RECORDS TO USE:
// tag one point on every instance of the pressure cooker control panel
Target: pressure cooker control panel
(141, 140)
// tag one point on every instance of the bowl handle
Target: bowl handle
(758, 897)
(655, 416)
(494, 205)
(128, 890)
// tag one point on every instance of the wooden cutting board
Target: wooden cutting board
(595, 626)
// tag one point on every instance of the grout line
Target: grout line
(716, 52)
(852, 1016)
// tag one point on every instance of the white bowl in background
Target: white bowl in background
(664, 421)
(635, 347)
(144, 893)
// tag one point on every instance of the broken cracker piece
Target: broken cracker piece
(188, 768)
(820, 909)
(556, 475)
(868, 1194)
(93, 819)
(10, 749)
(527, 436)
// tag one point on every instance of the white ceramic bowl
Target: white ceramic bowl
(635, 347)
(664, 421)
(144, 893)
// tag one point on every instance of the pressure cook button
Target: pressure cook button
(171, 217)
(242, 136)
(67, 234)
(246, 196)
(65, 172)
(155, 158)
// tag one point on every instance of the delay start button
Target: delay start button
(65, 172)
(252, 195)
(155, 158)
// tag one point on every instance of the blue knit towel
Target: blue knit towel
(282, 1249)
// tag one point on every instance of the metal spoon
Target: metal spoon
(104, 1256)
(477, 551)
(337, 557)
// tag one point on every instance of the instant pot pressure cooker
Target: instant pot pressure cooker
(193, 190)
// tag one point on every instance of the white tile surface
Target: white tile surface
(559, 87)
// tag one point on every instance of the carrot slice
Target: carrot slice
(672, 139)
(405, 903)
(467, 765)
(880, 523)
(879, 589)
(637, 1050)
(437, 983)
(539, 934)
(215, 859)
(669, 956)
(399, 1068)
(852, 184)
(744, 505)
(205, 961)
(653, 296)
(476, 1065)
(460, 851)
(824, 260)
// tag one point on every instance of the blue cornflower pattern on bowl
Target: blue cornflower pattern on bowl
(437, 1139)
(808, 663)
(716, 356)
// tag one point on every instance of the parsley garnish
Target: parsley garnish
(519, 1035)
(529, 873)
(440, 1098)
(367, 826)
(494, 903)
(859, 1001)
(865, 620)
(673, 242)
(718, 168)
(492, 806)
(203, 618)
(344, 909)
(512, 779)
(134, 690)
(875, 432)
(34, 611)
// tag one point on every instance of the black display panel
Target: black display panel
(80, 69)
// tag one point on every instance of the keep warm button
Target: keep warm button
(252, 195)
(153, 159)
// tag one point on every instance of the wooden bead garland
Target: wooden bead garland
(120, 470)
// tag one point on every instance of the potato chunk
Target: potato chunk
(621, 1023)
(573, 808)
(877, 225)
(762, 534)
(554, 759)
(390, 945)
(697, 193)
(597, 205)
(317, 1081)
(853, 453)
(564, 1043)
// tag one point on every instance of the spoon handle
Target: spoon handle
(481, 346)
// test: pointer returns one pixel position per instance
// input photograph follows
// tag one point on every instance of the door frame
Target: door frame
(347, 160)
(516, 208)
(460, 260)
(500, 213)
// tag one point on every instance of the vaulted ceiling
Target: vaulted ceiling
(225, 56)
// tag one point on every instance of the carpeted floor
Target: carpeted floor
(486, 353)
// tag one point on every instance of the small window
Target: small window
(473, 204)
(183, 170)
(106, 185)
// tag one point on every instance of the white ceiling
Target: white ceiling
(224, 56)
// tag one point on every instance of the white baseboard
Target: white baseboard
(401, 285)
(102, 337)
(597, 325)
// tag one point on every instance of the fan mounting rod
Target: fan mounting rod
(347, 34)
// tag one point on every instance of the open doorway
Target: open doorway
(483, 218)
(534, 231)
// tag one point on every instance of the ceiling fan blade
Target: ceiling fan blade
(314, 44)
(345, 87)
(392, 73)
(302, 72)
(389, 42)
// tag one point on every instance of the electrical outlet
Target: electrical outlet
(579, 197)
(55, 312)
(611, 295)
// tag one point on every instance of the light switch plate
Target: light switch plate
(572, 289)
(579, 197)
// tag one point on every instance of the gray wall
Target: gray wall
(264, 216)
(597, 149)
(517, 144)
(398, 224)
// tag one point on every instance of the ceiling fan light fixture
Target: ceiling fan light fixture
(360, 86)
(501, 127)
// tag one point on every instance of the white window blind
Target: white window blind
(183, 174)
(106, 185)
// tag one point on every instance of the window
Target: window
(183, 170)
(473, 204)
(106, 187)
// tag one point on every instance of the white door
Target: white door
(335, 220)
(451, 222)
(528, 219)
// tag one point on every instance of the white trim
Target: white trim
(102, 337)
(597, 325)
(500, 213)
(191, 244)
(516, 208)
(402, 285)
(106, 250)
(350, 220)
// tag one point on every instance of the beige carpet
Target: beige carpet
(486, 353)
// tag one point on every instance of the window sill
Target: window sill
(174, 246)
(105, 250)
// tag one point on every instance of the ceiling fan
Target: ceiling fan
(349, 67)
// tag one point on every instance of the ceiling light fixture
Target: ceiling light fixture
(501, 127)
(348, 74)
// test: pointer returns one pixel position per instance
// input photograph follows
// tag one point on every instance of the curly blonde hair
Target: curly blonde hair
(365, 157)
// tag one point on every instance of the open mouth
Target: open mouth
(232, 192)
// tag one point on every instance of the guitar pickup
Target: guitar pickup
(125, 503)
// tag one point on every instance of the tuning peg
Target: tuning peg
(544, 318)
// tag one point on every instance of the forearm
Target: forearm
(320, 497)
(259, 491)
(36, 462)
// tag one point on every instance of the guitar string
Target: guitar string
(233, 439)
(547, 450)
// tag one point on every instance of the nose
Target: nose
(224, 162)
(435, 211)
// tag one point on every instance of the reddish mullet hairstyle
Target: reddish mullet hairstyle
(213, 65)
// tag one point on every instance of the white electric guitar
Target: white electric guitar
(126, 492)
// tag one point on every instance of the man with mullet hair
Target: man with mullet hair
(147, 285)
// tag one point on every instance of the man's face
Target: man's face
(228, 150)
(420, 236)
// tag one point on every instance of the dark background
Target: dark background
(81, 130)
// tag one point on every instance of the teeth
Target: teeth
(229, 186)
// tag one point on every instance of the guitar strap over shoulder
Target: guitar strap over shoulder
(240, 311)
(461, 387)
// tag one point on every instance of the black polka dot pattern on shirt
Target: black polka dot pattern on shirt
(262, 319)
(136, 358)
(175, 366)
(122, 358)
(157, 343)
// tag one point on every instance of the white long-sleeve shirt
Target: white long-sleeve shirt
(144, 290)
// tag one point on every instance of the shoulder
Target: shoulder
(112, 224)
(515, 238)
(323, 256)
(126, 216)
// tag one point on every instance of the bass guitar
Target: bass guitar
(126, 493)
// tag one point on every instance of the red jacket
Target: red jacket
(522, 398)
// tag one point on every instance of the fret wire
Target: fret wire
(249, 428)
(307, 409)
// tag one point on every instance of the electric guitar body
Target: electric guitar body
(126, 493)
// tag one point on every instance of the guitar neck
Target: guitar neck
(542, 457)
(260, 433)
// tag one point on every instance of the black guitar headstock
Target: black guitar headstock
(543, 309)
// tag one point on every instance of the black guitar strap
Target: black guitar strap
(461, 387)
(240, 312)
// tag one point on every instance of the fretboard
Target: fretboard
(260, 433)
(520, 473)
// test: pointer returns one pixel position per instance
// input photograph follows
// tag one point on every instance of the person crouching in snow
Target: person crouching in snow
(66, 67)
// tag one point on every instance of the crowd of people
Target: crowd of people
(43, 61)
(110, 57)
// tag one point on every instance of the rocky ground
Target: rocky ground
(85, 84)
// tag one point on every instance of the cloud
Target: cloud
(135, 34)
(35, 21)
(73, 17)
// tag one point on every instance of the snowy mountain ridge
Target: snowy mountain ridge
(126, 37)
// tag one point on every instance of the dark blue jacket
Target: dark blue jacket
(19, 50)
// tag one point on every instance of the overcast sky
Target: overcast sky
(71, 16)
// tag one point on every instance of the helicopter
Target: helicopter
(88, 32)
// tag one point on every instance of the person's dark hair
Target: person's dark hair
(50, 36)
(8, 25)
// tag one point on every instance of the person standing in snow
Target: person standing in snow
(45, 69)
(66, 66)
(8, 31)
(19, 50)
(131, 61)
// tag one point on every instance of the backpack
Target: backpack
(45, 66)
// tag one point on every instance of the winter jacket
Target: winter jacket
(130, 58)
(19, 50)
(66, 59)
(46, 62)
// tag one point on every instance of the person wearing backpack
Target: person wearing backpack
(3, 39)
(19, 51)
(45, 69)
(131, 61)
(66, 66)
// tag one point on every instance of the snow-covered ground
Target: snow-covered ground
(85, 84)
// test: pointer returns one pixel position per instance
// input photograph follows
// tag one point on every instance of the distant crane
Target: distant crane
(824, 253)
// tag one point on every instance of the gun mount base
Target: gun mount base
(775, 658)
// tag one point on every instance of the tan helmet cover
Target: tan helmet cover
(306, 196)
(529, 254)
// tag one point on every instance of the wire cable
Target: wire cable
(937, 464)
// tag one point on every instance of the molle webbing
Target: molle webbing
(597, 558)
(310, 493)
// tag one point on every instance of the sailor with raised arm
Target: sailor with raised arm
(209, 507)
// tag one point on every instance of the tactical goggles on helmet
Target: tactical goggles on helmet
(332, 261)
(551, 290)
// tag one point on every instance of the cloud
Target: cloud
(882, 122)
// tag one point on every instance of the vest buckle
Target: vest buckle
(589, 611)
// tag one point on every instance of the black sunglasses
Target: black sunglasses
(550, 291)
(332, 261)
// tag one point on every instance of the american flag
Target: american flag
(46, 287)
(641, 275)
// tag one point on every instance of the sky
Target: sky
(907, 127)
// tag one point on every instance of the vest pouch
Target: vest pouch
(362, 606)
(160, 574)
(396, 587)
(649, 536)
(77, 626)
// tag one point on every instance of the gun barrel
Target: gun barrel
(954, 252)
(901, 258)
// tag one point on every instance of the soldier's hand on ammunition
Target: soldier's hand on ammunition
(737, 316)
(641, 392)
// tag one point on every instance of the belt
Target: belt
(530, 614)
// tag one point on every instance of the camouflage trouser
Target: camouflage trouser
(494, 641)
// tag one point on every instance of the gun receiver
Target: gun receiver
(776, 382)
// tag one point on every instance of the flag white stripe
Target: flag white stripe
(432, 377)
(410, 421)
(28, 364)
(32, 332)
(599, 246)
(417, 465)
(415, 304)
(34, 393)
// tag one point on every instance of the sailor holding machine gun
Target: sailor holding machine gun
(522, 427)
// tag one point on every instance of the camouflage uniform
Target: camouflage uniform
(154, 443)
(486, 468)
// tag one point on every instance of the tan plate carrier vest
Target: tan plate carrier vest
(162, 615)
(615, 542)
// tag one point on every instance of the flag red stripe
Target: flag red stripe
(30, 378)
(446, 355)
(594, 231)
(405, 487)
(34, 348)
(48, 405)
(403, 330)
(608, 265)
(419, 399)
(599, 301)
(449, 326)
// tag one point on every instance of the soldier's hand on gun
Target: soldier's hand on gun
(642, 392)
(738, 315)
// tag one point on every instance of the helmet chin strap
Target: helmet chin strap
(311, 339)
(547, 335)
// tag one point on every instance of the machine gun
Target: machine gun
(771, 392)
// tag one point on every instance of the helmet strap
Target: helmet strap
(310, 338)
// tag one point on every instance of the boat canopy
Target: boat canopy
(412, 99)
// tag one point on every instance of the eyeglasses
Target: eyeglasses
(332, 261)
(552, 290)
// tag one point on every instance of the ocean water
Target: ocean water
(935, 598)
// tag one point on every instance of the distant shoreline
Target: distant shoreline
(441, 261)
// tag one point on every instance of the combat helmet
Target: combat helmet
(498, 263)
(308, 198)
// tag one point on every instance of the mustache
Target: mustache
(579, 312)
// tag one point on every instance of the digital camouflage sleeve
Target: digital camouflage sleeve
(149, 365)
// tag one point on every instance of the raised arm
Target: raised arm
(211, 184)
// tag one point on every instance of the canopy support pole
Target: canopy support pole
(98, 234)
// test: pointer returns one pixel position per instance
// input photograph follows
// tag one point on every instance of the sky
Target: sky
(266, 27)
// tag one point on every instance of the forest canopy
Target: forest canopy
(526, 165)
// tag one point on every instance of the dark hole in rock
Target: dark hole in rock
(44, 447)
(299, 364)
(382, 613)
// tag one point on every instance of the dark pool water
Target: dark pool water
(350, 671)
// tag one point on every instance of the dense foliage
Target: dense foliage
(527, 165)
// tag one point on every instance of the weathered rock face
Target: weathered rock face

TASK INSTRUCTIONS: Starting with the line above that holds "the bowl handle" and stopping with the line that holds "the instant pot pressure cooker", reproduce each line exactly, omitting all other lines.

YOUR RESPONSE:
// tag one point on every instance of the bowl handle
Target: bowl handle
(758, 897)
(655, 416)
(494, 205)
(128, 890)
// tag one point on every instance of the wooden cutting board
Target: wooden cutting board
(595, 626)
// tag one point on every instance of the grout line
Target: grout line
(716, 52)
(852, 1016)
// tag one point on every instance of the white bowl in background
Target: white bowl in background
(664, 421)
(635, 347)
(144, 893)
// tag one point on every instance of the broken cracker piece
Target: broken cracker piece
(188, 768)
(820, 909)
(556, 475)
(868, 1194)
(93, 819)
(10, 749)
(527, 436)
// tag one point on every instance of the white ceramic bowl
Target: white ceramic bowl
(635, 347)
(664, 421)
(144, 893)
// tag one point on every instance of the pressure cook button
Target: pressure cook button
(171, 217)
(242, 136)
(67, 234)
(246, 196)
(65, 172)
(155, 158)
// tag one point on every instance of the delay start button
Target: delay start button
(65, 172)
(252, 195)
(155, 158)
// tag one point on every instance of the blue knit towel
Target: blue knit towel
(282, 1249)
// tag one point on every instance of the metal spoon
Target: metal spoon
(104, 1256)
(477, 551)
(337, 557)
// tag one point on every instance of the instant pot pressure cooker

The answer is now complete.